Every line that contains "below" must be located and copied from the data.

*Records supplied:*
┌────────

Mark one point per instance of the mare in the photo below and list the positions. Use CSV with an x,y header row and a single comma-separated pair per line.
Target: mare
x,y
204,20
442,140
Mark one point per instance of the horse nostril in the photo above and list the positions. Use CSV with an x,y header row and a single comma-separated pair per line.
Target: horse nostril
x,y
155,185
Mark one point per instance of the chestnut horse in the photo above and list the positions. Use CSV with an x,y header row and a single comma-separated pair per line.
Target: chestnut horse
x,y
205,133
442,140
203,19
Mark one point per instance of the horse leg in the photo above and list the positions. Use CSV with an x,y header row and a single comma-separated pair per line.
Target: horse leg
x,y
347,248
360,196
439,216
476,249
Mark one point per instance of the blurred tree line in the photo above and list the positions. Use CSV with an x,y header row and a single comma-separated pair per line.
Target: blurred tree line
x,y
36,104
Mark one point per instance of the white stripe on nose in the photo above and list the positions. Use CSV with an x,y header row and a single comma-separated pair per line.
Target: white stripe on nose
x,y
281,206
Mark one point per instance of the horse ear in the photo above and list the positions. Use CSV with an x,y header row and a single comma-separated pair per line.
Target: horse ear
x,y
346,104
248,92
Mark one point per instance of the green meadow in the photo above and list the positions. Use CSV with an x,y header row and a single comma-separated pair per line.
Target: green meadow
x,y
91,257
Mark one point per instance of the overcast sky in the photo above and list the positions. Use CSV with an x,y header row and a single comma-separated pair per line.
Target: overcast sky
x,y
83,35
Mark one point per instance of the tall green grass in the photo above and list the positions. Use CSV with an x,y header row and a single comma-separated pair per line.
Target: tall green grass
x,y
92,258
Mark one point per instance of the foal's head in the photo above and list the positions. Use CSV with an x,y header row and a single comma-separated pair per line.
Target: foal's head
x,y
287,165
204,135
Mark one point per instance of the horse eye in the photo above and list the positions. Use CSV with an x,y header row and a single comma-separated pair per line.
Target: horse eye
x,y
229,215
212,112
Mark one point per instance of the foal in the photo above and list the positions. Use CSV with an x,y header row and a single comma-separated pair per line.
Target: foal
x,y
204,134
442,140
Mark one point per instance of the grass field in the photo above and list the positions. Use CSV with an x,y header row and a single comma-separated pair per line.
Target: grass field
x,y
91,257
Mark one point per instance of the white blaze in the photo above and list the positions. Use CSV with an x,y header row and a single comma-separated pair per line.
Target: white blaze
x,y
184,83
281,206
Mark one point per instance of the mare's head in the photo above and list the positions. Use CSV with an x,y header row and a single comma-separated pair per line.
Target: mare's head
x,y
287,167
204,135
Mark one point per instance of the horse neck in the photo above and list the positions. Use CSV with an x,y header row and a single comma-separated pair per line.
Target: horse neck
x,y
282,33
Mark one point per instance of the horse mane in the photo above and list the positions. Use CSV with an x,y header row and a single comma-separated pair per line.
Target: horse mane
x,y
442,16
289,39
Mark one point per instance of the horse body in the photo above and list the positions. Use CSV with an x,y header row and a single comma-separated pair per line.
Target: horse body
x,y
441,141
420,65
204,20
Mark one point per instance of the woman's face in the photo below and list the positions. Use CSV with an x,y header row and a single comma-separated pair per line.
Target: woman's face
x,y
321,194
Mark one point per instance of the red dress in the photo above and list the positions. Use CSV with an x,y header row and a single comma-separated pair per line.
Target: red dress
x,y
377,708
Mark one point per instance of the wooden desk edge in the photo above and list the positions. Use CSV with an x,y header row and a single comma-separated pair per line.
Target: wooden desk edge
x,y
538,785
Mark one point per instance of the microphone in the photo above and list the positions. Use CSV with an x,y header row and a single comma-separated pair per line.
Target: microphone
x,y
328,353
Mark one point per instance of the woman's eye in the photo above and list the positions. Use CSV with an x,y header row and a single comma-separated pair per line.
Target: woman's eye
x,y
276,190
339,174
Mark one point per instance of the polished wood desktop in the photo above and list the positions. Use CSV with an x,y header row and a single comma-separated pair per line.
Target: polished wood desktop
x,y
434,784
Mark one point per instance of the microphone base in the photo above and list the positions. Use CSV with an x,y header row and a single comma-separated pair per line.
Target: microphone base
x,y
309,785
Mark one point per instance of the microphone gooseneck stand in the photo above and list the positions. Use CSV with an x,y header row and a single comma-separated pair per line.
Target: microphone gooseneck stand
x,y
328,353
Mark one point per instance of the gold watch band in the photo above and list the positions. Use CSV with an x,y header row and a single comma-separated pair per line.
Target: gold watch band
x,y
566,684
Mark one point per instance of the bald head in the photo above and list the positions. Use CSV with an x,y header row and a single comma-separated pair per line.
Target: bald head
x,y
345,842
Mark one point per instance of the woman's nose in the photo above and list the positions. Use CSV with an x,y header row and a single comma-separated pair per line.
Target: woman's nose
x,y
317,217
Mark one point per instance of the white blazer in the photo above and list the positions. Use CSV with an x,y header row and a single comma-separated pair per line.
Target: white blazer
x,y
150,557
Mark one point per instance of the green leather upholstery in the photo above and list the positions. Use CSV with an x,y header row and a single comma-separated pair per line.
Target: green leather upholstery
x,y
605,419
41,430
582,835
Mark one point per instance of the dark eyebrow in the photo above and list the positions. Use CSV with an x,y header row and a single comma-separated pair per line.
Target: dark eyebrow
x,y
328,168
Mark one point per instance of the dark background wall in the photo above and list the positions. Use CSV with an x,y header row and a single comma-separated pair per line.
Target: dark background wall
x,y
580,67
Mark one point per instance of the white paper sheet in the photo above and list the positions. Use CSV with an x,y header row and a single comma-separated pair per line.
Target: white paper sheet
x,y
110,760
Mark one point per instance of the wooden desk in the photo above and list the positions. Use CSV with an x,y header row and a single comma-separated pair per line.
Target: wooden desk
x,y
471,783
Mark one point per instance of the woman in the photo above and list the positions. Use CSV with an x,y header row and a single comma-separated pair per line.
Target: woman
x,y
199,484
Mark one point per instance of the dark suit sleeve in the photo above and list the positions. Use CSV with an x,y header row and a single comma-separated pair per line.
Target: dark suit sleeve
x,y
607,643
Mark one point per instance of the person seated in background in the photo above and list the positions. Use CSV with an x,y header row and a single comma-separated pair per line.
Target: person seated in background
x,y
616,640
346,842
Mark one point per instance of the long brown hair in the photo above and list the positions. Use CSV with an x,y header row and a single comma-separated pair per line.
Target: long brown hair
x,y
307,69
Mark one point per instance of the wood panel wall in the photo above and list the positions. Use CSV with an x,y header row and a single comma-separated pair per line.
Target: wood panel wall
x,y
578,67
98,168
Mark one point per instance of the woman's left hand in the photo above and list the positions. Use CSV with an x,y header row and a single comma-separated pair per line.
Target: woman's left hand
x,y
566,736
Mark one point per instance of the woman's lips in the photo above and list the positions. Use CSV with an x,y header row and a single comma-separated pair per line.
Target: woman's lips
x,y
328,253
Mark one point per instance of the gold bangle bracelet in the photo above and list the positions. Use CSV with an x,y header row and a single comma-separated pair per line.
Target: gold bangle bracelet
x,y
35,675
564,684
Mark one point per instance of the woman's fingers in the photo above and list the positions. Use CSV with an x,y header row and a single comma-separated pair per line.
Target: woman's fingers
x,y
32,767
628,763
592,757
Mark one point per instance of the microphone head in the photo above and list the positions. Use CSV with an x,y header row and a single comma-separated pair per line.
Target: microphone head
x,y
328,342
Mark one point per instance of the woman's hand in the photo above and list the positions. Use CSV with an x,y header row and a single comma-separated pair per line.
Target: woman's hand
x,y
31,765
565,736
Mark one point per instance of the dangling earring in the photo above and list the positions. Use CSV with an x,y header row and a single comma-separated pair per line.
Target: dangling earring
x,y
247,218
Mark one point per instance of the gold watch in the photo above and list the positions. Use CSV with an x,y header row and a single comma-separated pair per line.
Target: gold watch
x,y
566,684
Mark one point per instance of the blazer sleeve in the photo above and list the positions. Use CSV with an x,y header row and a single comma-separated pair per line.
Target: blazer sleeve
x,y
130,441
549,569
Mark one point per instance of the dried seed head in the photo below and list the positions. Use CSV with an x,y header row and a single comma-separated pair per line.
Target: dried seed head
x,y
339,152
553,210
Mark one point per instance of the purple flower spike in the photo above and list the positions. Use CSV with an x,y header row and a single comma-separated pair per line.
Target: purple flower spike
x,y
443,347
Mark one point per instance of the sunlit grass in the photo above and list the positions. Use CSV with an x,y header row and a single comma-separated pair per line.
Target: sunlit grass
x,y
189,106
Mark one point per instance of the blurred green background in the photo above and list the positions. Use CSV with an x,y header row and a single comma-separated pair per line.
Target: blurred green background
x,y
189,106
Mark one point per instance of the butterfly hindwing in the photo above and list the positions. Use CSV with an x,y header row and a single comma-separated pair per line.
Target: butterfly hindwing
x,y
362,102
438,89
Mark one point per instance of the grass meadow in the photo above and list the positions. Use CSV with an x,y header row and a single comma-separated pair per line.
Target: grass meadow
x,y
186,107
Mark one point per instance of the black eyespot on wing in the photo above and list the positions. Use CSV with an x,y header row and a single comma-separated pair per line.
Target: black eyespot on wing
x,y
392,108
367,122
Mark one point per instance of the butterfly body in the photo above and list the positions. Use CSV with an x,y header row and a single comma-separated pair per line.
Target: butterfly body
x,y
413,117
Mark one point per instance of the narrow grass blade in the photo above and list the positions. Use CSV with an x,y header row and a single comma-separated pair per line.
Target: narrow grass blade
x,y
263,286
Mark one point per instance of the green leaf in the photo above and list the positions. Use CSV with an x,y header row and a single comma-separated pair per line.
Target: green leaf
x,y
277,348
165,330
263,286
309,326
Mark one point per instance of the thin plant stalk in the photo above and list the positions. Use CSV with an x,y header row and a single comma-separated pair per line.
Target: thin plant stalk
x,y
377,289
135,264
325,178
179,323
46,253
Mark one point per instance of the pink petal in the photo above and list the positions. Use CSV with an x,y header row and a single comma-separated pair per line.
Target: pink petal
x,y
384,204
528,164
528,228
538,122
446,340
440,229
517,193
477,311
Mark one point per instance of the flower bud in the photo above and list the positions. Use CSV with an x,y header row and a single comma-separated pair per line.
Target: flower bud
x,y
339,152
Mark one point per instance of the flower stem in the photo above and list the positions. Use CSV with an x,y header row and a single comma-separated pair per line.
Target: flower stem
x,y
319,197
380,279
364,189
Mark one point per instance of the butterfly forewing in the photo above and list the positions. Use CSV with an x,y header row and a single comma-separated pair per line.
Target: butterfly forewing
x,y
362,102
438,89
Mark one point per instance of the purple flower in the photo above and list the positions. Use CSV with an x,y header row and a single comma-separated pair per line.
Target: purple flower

└────────

*Solution for this task:*
Mark one point per instance of the mare in the photo below and list the positions. Use CSV with an x,y header row and a single comma-separated pair per line.
Mark one point per instance of the woman's face in the photo below and list the positions. Use CSV with an x,y header row and a single comma-separated pair per line.
Mark one point per instance of the dried seed head in the photo below and list the positions. Use CSV with an x,y header row and a single comma-separated pair per line.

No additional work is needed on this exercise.